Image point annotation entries
# # #

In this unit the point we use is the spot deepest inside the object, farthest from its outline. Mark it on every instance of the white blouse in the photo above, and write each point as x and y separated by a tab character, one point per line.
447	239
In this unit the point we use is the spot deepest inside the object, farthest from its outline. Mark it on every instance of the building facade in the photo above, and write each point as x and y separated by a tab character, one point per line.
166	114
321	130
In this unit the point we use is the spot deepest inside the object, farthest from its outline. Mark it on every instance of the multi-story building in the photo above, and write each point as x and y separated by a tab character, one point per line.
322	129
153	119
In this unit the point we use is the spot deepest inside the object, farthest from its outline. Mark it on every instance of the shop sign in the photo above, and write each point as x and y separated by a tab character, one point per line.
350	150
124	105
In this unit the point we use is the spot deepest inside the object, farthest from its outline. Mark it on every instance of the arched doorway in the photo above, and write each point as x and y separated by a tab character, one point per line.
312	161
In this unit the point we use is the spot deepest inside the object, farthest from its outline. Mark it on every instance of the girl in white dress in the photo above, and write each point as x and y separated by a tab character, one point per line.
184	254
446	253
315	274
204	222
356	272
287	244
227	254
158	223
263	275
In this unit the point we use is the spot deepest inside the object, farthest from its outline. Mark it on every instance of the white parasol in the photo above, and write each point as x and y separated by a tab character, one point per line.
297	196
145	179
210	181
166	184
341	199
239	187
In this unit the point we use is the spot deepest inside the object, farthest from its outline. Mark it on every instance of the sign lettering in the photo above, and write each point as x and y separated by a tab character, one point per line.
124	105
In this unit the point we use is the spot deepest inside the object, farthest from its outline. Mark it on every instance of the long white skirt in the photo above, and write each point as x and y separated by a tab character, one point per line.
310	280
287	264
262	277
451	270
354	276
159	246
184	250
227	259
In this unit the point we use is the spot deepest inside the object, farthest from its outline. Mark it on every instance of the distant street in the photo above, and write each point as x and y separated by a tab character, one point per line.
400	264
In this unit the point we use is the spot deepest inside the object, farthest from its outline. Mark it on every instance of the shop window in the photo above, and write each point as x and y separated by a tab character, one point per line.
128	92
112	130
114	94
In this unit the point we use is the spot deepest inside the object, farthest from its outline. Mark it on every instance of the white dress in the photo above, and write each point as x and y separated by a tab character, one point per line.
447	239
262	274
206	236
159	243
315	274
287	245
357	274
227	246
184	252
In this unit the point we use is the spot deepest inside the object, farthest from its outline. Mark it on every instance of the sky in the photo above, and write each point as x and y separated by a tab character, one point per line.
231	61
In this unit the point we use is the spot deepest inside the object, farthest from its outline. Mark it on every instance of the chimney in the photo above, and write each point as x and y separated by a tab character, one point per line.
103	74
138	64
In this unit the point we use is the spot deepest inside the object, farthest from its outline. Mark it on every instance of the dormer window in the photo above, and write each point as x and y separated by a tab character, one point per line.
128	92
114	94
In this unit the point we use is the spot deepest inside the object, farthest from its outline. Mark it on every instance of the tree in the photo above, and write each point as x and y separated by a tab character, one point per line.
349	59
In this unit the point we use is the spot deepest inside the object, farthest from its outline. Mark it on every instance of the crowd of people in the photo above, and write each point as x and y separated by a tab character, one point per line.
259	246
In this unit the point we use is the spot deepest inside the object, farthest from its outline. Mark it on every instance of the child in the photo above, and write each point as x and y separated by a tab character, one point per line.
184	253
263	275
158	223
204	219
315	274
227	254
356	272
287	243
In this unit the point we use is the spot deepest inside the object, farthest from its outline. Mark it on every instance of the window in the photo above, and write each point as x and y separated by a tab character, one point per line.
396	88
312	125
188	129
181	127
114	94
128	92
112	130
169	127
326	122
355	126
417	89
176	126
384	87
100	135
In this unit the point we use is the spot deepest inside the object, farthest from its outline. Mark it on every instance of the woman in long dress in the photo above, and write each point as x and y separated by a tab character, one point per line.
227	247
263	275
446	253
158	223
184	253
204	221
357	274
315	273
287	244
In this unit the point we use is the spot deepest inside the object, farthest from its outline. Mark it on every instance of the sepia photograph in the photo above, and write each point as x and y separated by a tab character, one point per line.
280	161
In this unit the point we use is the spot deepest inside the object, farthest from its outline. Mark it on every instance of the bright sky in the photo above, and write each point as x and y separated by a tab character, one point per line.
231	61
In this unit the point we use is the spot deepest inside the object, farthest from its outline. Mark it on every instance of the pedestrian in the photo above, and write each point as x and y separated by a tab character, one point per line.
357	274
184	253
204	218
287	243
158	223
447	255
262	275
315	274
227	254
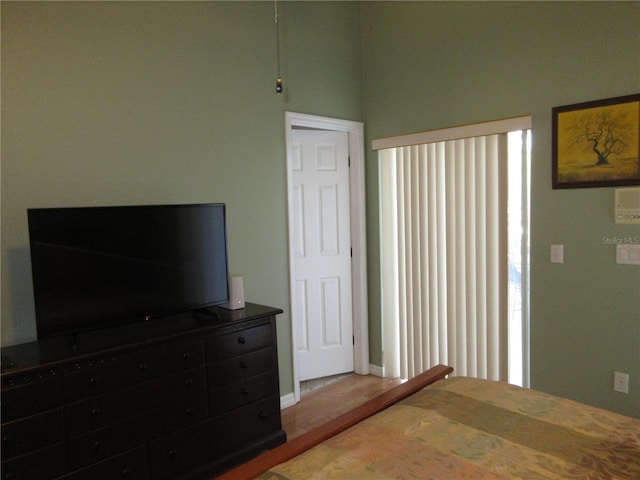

# # #

STATED EXERCISE:
Reproduce the material above with every occurrence of "tab character" changed to "single tab" and everything else left as it is, omitting the pictures.

RESULT FOR THIS EXERCISE:
In this unit the point we use is the spot deepest inside the object, farthest from its outline. Mark it on every instance of the white blouse in the photo above, and write each point as x and y separated by a single tab, one point per line.
447	239
In this unit the point we use is the spot deepest inside the object, farthest from its outline. Mark it on every instance of the building facade in the photo above, and write each point as x and y separated by a single tab, one point per line.
166	114
321	130
In this unit the point we use is the spot deepest inside the object, farthest from its outline. Mark it on every instance of the multi-story building in the photo above, and write each point as x and y separated by a single tab, one point per line.
322	129
153	119
In this unit the point we use is the spot deepest inside the object, farthest from its outline. Mark it on every instance of the shop sign in the photo above, and write each point as x and y separated by a single tab, one point per line.
350	150
124	105
In this unit the point we use is the spot deepest inside the object, farthest from its outline. Mark it on every instance of the arched doorway in the photo above, and write each point as x and y separated by a single tab, one point per line.
312	161
In this unit the point we use is the spot deepest inside the object, farthest from its outline. Mark it on every instance of the girl in white dress in the photo above, and write each point as x and y separated by a single tab, one point per line.
184	254
446	253
315	274
204	222
356	272
287	244
227	254
158	223
263	275
In this unit the point we use is the spot deepest inside the object, farthest from its outline. Mark it on every instance of the white parasol in the photo above, and write each point as x and y separated by a single tab, one point per line.
297	196
145	179
210	181
166	184
341	199
239	187
In this unit the point we use is the spot deepest inside the object, farthest from its outline. Mark it on every instance of the sign lettering in the photo above, and write each point as x and y separated by a single tab, one point per line.
124	105
In this unit the point we use is the spot deepest inside the object, farthest from its outline. Mark it on every instance of the long white skirt in the photo above, and write each point as x and y separated by a single tab, one point per line.
310	280
287	264
262	277
451	270
354	276
159	246
184	250
227	259
In this unit the point we use is the spot deepest inside the object, farthest from its outline. Mark it on every instance of the distant street in the photo above, and write each point as x and y separated by a single tab, one point per line.
400	264
In this unit the point we use is the spot deepest inside the object, farthest from its outline. Mark it on every instance of the shop window in the photo above, and write each point as x and y separated by a single tab, one point per line.
128	92
112	130
114	94
In this unit the point we use is the spot deepest inside the object, farthest from its outline. Mark it on every instance of the white dress in the photo above, and write each point as x and y separated by a single tab, one point per line.
447	239
262	274
206	236
159	243
315	274
287	245
357	274
227	246
184	252
In this unit the point we use is the spot deepest inside the object, farthest from its outline. Mark it on every instance of the sky in the photo above, and write each point as x and y separated by a single tab, one point per line.
231	61
In this unit the point we use is the spot deepest inside the object, farthest from its outline. Mark it on every instance of the chimney in the photo above, and write each point as x and y separated by a single tab, one point per line.
103	74
138	64
In this unit the point we use is the spot deepest inside the object, farthest from its outline. Mark it on every instance of the dormer window in the photo above, and write each point as x and y separated by a single tab, one point per line.
128	92
114	94
In this unit the point we use is the spot deepest inside the object, farthest from its outline. Mark it on every instance of the tree in the photo above, and write each point as x and y separated by a single tab, one point per line.
349	59
In this unit the point we use is the spot deepest inside the object, farthest from its outline. Mark it on every instance of the crowd of people in the photo above, and write each point as x and y separated by a single tab, one point per line.
259	246
In this unit the point we use is the spot deepest inside the object, farthest from its outline. Mark it on every instance of the child in the photo above, and write each point as x and y separated by a single tab, one point per line.
184	253
263	275
158	223
204	219
315	274
227	254
356	272
287	243
In this unit the point we use is the spot deepest inside the object, farthest from its outline. Mark it on every instance of the window in the photo above, and write each point as x and y separated by a single tab, one point per line.
396	88
312	125
188	129
181	127
114	94
128	92
112	130
169	127
326	122
355	126
417	89
176	126
384	87
100	135
In this unit the point we use is the spot deepest inside the object, farthest from its outline. Mark it on every instance of the woman in long dress in the photo above, and write each point as x and y separated by a single tab, one point per line.
227	247
263	275
446	253
158	223
184	253
204	221
357	274
315	273
287	244
In this unit the point we use is the spot deepest inside the object, farthest from its outline. Mark it on every instance of the sepia photograph in the photo above, and write each point as x and y separated by a single tab, one point per line.
280	161
In this unit the point we use is the spot deepest inside the object, farthest from its outline. Mark it on every instance of the bright sky in the photo above, and write each point as x and y separated by a single tab, one point per line.
231	61
In this unit the point we use is the spot deepest inside the object, farthest from its outline. Mark it on every instance of the pedestrian in the photo above, and write each point as x and y separated by a single tab, one point per line.
357	274
184	253
204	218
287	243
158	223
447	255
262	275
315	274
227	254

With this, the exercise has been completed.